• [What you will do]: Count the lines in the records below that contain the word "foliage", and give only the number.

Data records
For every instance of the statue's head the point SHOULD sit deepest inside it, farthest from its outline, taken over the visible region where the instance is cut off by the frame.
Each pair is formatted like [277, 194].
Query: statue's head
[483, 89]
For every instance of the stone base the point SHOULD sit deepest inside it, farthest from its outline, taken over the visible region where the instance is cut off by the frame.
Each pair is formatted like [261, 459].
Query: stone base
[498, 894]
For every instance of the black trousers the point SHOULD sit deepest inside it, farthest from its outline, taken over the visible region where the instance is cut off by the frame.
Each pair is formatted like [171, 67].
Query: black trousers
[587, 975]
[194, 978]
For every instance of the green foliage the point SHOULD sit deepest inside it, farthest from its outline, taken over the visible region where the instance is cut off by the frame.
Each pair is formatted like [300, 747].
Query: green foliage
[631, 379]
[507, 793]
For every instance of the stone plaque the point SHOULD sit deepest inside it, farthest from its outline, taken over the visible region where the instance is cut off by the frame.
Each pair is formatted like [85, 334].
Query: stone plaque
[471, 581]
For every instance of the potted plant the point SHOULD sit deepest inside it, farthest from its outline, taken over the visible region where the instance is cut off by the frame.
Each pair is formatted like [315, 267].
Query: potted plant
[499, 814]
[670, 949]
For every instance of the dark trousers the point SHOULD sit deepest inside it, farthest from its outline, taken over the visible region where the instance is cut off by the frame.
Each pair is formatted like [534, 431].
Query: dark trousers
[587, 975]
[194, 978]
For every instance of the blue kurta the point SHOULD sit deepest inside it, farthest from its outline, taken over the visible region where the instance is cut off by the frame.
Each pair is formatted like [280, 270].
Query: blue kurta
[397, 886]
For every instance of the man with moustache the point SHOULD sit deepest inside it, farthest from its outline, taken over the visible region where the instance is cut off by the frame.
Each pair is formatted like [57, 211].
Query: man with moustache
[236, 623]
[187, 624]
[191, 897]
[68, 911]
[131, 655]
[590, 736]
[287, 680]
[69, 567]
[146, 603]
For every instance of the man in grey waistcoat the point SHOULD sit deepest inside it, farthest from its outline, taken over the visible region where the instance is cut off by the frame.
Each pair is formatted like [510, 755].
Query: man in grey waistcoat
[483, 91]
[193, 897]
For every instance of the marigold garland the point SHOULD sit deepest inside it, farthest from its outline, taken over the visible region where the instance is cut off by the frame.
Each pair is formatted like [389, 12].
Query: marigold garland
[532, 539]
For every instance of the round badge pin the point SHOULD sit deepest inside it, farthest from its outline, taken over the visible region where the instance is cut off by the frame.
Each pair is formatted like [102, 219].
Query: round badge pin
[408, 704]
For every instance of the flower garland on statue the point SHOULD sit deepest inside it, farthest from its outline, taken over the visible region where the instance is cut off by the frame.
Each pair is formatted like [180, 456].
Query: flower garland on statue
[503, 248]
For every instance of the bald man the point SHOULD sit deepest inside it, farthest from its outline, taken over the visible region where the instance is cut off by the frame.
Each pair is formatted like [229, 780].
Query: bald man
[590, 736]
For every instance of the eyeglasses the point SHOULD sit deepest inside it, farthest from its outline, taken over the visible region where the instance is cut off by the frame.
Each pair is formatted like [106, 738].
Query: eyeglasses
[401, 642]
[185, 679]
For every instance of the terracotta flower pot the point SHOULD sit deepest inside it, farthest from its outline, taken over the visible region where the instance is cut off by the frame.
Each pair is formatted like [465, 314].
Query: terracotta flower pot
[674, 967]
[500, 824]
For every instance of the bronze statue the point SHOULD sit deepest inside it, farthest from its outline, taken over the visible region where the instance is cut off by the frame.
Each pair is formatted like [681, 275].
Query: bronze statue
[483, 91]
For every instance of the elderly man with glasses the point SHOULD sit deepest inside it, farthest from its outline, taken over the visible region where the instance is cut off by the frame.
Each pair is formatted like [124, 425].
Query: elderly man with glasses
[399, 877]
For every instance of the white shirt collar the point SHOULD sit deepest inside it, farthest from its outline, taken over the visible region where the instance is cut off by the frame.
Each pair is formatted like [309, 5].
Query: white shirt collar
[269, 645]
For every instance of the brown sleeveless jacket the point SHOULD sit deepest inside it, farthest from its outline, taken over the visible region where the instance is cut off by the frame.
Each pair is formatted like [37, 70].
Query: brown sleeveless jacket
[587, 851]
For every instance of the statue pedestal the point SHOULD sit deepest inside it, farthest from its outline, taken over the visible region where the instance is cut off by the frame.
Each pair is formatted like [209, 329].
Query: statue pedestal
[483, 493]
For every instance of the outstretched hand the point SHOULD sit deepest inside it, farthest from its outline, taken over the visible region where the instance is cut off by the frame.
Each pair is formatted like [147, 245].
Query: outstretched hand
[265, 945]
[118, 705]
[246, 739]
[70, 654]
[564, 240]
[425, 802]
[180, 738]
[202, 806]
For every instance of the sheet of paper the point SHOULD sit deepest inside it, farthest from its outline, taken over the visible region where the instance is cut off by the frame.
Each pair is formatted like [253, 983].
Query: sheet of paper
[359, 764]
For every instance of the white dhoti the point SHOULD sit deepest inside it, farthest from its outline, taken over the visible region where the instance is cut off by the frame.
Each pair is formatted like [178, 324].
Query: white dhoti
---
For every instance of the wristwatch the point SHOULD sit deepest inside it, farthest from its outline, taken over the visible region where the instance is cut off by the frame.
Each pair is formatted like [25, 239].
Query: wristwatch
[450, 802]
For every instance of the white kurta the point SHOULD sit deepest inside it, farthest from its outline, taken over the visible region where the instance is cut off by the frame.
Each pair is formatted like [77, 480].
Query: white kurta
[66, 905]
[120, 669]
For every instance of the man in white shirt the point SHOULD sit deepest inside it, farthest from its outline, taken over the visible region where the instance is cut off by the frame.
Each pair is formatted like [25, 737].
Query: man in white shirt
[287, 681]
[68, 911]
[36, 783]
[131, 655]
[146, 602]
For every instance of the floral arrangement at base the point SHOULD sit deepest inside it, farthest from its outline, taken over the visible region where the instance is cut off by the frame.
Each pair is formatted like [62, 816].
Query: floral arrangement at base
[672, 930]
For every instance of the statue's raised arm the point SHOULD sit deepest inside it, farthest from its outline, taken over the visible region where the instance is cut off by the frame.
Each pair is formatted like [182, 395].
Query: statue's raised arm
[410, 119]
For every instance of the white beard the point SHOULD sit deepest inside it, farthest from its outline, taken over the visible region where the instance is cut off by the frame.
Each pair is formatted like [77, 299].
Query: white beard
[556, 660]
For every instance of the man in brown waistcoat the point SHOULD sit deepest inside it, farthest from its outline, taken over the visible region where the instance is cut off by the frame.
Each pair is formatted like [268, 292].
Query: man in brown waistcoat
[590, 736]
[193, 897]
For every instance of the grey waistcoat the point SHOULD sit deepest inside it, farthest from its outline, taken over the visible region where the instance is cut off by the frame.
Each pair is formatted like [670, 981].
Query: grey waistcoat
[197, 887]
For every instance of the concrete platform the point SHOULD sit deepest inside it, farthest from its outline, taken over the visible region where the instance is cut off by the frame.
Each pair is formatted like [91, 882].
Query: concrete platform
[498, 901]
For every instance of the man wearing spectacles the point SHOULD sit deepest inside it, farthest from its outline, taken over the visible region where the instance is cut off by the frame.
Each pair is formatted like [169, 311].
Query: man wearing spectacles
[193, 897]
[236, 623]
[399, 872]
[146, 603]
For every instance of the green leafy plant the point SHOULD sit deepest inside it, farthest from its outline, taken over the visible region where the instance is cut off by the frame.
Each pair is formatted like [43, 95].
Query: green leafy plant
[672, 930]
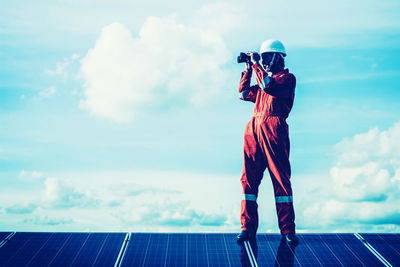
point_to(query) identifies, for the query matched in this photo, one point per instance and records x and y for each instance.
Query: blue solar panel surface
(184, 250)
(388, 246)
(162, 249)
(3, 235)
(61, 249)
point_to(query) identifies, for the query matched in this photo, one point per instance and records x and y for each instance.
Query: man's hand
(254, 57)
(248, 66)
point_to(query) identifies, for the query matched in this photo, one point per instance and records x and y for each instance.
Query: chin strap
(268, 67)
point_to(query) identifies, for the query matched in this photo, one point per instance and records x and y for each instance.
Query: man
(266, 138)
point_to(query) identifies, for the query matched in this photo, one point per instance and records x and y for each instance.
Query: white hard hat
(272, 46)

• [Task answer]: 2